Pickles&Swiss owner Karyn Montgomery with a few of her delicious sandwich creations. “I can’t stop thinking of new menu items and how to make the current items better,” she laughs. (Rob Raede / Noozhawk photo)
Pickles&Swiss owner Karyn Montgomery with a few of her delicious sandwich creations. “I can’t stop thinking of new menu items and how to make the current items better,” she laughs. (Rob Raede / Noozhawk photo)

There are times when nothing will do but a great sandwich. We are fortunate on Santa Barbara County’s South Coast to have several fine practitioners of the art, but clearly standing in the upper crust of local sandwich makers — with two locations here — is Pickles&Swiss.

“I’m obsessed with sandwiches,” said Karyn Montgomery, chief sandwich architect and co-owner with her husband, Mark Keen, of the shops at Paseo Nuevo in downtown Santa Barbara and Hollister Village Plaza in Goleta.

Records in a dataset
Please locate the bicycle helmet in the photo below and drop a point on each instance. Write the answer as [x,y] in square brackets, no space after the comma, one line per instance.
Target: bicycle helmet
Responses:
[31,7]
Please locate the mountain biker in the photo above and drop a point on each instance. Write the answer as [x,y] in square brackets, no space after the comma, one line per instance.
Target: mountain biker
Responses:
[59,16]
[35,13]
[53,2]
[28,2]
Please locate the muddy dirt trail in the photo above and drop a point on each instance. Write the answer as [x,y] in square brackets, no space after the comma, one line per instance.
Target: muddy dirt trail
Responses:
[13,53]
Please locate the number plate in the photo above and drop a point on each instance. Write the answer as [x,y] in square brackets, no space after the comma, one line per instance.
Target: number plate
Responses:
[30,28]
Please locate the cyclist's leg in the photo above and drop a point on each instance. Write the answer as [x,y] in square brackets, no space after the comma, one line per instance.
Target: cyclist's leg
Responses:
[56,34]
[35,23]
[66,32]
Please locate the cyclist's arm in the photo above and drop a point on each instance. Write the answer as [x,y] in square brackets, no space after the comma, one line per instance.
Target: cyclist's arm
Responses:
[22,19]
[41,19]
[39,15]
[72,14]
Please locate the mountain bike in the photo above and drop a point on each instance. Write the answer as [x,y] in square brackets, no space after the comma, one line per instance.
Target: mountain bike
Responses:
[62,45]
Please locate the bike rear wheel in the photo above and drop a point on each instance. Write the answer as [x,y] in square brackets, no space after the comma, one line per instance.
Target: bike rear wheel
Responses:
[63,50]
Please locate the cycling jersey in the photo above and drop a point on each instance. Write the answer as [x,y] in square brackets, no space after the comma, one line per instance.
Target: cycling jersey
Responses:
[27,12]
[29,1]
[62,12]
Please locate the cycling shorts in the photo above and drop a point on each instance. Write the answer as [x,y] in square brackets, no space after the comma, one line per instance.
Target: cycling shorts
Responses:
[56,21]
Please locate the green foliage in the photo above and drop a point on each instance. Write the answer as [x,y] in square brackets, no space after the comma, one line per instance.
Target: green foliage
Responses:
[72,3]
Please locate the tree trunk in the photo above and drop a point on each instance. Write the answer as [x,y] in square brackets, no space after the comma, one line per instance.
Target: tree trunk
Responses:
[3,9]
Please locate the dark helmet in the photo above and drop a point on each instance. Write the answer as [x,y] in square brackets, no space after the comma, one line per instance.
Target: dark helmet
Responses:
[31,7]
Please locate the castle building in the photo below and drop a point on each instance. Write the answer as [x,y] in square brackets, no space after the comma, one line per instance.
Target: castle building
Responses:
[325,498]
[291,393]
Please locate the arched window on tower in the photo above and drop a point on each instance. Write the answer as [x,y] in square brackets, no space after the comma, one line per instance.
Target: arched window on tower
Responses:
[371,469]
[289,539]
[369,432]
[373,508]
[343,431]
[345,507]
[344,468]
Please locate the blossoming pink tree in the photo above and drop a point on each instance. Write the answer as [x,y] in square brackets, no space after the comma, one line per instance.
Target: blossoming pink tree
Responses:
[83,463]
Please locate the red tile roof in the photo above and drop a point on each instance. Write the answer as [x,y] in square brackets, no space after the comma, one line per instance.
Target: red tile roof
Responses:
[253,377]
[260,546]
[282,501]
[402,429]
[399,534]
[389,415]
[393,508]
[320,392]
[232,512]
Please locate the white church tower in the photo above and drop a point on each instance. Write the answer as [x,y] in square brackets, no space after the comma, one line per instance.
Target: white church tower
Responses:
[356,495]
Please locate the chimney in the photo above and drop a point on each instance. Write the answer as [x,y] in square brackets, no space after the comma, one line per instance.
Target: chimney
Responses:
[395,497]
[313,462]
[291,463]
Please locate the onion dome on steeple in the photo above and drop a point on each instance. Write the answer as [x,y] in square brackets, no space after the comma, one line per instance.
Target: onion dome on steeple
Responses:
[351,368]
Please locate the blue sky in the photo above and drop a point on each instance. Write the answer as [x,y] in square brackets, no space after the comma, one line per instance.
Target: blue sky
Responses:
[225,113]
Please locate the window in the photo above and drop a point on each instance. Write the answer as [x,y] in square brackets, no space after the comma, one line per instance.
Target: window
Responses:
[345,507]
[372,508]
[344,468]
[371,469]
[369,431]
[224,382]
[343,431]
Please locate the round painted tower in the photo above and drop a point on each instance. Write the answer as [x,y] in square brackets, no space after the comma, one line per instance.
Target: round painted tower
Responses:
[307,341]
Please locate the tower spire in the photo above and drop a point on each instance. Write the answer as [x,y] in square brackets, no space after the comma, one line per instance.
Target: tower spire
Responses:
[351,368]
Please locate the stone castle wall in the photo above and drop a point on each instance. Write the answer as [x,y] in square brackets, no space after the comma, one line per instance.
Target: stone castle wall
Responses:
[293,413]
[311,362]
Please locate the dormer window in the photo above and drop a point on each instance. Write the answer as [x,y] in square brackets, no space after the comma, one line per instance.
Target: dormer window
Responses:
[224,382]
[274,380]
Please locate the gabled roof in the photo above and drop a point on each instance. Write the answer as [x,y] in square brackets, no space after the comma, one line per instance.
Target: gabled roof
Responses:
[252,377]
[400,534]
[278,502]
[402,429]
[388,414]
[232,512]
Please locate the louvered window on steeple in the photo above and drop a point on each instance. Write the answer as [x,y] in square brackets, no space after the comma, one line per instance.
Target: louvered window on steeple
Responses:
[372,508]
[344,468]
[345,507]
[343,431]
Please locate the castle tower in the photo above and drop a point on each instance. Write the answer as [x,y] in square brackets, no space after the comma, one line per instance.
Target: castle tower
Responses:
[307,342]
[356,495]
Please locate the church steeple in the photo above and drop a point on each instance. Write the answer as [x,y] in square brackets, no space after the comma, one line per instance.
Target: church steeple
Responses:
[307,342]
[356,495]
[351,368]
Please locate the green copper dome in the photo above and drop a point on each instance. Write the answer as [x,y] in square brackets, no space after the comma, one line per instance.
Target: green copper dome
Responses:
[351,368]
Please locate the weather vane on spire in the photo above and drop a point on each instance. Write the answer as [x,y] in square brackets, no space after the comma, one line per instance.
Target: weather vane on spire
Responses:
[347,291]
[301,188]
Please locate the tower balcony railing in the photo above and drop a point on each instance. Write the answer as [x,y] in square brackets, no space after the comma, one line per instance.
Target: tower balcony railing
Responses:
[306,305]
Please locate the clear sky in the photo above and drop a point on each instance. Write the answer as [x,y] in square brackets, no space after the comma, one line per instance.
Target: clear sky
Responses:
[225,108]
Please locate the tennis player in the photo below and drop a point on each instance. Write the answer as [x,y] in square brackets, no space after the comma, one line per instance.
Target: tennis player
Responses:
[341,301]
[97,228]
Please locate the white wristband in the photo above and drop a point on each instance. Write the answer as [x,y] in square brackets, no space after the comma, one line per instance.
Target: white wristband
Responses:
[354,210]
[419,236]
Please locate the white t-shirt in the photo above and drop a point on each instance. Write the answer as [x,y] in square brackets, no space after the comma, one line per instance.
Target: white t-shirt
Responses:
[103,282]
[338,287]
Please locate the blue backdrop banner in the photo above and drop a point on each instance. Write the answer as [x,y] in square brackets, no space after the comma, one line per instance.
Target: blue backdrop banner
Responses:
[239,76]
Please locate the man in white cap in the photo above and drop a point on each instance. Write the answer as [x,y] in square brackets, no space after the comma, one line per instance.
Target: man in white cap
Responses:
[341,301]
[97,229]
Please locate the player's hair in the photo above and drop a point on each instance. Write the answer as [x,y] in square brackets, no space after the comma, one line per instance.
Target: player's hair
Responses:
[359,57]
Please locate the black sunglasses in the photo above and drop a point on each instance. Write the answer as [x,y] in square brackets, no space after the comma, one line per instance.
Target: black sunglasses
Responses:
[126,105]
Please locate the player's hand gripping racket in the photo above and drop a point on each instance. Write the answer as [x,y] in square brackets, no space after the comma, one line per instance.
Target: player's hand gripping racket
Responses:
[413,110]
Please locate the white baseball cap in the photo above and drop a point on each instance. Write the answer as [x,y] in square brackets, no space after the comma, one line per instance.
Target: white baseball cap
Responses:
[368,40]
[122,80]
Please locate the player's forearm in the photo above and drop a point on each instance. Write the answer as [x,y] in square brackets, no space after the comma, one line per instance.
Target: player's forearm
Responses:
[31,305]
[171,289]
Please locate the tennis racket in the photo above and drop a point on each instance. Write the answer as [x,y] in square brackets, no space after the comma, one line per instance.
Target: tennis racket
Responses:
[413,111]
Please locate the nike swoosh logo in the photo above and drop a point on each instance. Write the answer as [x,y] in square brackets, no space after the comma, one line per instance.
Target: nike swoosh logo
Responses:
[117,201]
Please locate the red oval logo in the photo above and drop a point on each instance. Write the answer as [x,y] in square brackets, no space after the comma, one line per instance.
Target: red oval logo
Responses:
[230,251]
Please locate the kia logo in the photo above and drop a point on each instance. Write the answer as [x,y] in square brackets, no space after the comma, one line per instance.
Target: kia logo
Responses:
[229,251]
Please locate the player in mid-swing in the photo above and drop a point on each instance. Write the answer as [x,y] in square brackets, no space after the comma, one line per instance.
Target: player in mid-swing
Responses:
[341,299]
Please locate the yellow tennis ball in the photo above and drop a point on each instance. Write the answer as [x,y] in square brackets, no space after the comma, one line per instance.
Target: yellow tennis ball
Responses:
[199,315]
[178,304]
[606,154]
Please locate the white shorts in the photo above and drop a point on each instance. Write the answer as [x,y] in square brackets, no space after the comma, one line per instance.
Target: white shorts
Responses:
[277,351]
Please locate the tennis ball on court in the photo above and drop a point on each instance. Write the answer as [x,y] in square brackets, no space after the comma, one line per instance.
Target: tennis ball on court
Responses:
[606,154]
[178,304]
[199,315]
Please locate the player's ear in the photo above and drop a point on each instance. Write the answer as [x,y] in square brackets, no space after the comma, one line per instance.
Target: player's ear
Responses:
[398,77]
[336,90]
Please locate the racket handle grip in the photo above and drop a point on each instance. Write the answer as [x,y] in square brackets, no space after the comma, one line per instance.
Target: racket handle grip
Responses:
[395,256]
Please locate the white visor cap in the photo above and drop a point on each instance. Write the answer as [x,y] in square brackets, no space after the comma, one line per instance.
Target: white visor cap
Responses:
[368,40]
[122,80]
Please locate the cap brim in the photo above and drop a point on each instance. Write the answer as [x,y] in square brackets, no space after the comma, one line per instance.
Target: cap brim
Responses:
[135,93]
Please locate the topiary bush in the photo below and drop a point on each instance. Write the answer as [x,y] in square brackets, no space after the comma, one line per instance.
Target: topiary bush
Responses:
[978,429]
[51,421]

REQUIRED TASKS
A) Based on the Pickles&Swiss article, state whether each statement agrees with it, answering yes or no and quoting the deciding words. (i) Pickles&Swiss has two locations on Santa Barbara County's South Coast. (ii) Karyn Montgomery owns the shops by herself. (iii) The Paseo Nuevo shop is in Goleta.
B) Using the Pickles&Swiss article, answer these questions.
(i) Who is credited with the photo?
(ii) What does Montgomery say she can't stop thinking of?
(iii) What title does the article give Montgomery?
C) Resume the Pickles&Swiss article with a paragraph or two that follow its final sentence.

OUTPUTS BY TASK
A)
(i) Yes: "with two locations here — is Pickles&Swiss."
(ii) No: "co-owner with her husband, Mark Keen"
(iii) No: "the shops at Paseo Nuevo in downtown Santa Barbara and Hollister Village Plaza in Goleta."

B)
(i) Rob Raede / Noozhawk
(ii) New menu items and how to make the current items better
(iii) Chief sandwich architect

C)
“I genuinely, seriously love sandwiches. Living in L.A., I would go to dinner at these great restaurants, ask for the lunch menu and order a sandwich.”

Call it a panino, a burrito, falafel or bocadillo, the portable handheld meal wrapped in some kind of bread is seemingly universal.

“It’s not a trend, it never gets old, and I never get too full eating them,” Montgomery added.

Montgomery and Keen take the art form very seriously. All Pickles&Swiss food is made from scratch, including the sauces, using recipes from Montgomery’s mother plus her own ideas, adapted to sandwich form.

“It’s a lot more work this way, but the whole point is to make sandwiches you can’t make at home,” she said.

  • The Chipotle Turkey Club Sandwich is one of Pickles&Swiss’ top sellers. (Rob Raede / Noozhawk photo)
  • Pickles&Swiss owner Karyn Montgomery with a few of her delicious sandwich creations. “I can’t stop thinking of new menu items and how to make the current items better,” she laughs. (Rob Raede / Noozhawk photo)
  • Pickles&Swiss at Hollister Village Plaza, 7060 Hollister Ave. in Goleta. A second South Coast location is in Paseo Nuevo in downtown Santa Barbara. (Rob Raede / Noozhawk photo)
  • The Pickles&Swiss signature sandwich, featuring pickles and Swiss cheese. (Rob Raede / Noozhawk photo)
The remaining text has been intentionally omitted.